==== DATASET EXTRACT ====
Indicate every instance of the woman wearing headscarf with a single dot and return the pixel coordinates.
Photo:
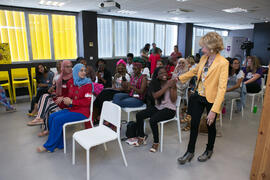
(136, 89)
(53, 101)
(120, 80)
(78, 102)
====
TASK OBJECTIVE: Convert the data above into a two-column CSV with the headers text and answer, giving one row per entry and putting its text and its answer each in a single quoted field with line breaks replaced by spaces. Leave the pictures out.

SOLUTION TO THE PROBLEM:
text,answer
"Indicate every instance of the woman wearing headscarf with a single dot and return the pixel coordinates. Photo:","(136, 89) (53, 101) (120, 80) (78, 102)"